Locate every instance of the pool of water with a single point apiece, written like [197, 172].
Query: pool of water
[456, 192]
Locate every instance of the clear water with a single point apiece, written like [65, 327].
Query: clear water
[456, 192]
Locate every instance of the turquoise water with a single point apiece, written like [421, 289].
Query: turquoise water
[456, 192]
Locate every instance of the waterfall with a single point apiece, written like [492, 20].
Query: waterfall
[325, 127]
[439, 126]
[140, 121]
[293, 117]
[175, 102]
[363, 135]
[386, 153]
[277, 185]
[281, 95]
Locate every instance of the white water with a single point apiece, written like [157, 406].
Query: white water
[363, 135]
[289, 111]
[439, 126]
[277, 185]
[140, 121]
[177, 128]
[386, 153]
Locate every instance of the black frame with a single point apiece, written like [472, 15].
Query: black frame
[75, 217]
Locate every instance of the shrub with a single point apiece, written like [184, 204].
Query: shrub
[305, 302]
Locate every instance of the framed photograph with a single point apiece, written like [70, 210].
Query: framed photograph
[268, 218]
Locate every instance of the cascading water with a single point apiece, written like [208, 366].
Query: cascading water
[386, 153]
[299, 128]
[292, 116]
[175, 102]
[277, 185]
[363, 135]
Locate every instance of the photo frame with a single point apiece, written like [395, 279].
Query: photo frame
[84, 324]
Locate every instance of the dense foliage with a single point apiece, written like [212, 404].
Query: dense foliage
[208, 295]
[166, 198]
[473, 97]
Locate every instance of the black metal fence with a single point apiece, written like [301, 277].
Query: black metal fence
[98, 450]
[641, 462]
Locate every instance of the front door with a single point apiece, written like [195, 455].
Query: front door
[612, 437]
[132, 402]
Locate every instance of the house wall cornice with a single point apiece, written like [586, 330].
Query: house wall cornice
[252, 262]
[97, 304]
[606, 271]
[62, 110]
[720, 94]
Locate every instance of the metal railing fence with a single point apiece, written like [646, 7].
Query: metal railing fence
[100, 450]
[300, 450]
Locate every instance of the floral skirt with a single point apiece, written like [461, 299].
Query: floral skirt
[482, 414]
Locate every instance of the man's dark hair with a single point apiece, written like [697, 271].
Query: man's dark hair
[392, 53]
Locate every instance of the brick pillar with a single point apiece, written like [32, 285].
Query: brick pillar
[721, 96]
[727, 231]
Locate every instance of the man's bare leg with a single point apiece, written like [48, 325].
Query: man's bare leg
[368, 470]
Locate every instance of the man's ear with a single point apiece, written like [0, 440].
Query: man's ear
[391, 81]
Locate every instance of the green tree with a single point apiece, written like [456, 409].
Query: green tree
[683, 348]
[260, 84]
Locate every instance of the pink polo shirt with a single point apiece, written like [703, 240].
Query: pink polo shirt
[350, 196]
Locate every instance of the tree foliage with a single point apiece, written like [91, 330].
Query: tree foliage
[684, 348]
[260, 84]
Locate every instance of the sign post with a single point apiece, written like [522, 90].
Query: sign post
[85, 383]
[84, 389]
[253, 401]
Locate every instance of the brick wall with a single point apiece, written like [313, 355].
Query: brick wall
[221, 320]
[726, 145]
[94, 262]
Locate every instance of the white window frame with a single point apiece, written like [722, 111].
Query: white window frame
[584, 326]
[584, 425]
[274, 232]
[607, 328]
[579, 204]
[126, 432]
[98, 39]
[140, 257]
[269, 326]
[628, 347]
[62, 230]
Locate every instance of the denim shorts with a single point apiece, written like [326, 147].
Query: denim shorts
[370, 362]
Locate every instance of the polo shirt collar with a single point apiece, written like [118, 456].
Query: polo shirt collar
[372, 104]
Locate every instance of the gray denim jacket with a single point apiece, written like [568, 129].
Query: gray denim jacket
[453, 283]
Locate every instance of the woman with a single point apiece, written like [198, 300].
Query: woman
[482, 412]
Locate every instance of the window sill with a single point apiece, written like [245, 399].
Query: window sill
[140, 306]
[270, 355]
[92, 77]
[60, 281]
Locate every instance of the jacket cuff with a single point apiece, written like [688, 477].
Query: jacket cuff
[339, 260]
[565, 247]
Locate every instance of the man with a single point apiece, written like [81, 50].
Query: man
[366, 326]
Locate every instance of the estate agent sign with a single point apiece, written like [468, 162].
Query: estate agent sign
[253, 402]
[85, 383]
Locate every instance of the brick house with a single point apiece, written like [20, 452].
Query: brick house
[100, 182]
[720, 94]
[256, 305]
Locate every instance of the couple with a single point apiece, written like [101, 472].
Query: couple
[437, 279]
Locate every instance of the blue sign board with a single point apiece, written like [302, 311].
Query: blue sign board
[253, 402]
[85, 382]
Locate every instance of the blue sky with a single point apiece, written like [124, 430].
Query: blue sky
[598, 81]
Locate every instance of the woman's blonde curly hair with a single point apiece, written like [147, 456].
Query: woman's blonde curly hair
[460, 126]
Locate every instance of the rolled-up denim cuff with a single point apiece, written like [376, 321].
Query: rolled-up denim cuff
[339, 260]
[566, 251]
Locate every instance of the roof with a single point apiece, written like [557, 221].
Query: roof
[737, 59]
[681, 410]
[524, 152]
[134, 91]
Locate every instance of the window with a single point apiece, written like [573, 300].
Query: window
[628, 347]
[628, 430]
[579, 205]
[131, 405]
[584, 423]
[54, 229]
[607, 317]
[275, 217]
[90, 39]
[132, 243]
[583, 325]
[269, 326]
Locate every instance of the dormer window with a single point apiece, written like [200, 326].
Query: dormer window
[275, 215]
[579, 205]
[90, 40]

******************************

-- What needs to be done --
Up to and including the line that contains "Locate every instance of the turquoise", restate each line of the material above word for word, beginning with its first line.

-- Result of this task --
Locate every instance of the pool of water with a single point apiece, written like [197, 172].
Query: pool of water
[456, 192]
Locate every instance of the clear water with a single point apiece, written like [65, 327].
Query: clear water
[456, 192]
Locate every instance of the turquoise water with a single point apiece, written like [421, 289].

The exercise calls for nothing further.